Excerpt:
__________

13.01.2014, 02:51, "Andrew Beekhof" <[email protected]>:
> On 10 Jan 2014, at 9:55 pm, Andrey Groshev <[email protected]> wrote:
>
>> 10.01.2014, 14:31, "Andrey Groshev" <[email protected]>:
>>> 10.01.2014, 14:01, "Andrew Beekhof" <[email protected]>:
>>>> On 10 Jan 2014, at 5:03 pm, Andrey Groshev <[email protected]> wrote:
>>>>> 10.01.2014, 05:29, "Andrew Beekhof" <[email protected]>:
>>>>>> On 9 Jan 2014, at 11:11 pm, Andrey Groshev <[email protected]> wrote:
>>>>>>> 08.01.2014, 06:22, "Andrew Beekhof" <[email protected]>:
>>>>>>>> On 29 Nov 2013, at 7:17 pm, Andrey Groshev <[email protected]>
>>>>>>>> wrote:
>>>>>>>>> Hi, ALL.
>>>>>>>>>
>>>>>>>>> I'm still trying to cope with the fact that after the fence -
>>>>>>>>> node hangs in "pending".

__________

Dataset extract:

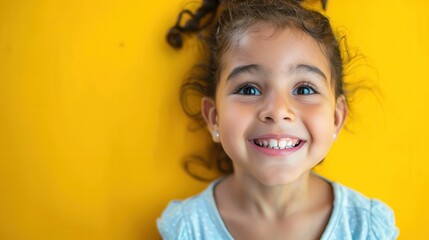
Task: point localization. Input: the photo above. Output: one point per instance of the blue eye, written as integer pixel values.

__________

Your tasks:
- A) In the email thread about a node stuck after fencing:
(i) Who wrote the message dated 13.01.2014 at 02:51?
(ii) On what date and at what time did Andrey Groshev send the earliest quoted message, the one opening "Hi, ALL."?
(iii) What state does the node hang in after the fence?
- B) Continue the email thread about a node stuck after fencing, picking up after its last line.
The material plays no part in this.

Final results:
- A)
(i) Andrew Beekhof
(ii) 29 Nov 2013, at 7:17 pm
(iii) "pending"

- B)
>>>>>>>> Please define "pending". Where did you see this?
>>>>>>> In crm_mon:
>>>>>>> ......
>>>>>>> Node dev-cluster2-node2 (172793105): pending
>>>>>>> ......
>>>>>>>
>>>>>>> The experiment was like this:
>>>>>>> Four nodes in cluster.
>>>>>>> On one of them kill corosync or pacemakerd (signal 4 or 6 oк 11).
>>>>>>> Thereafter, the remaining start it constantly reboot, under
>>>>>>> various pretexts, "softly whistling", "fly low", "not a cluster
>>>>>>> member!" ...
>>>>>>> Then in the log fell out "Too many failures ...."
>>>>>>> All this time in the status in crm_mon is "pending".
>>>>>>> Depending on the wind direction changed to "UNCLEAN"
>>>>>>> Much time has passed and I can not accurately describe the
>>>>>>> behavior...
>>>>>>>
>>>>>>> Now I am in the following state:
>>>>>>> I tried locate the problem. Came here with this.
>>>>>>> I set big value in property stonith-timeout="600s".
>>>>>>> And got the following behavior:
>>>>>>> 1. pkill -4 corosync
>>>>>>> 2. from node with DC call my fence agent "sshbykey"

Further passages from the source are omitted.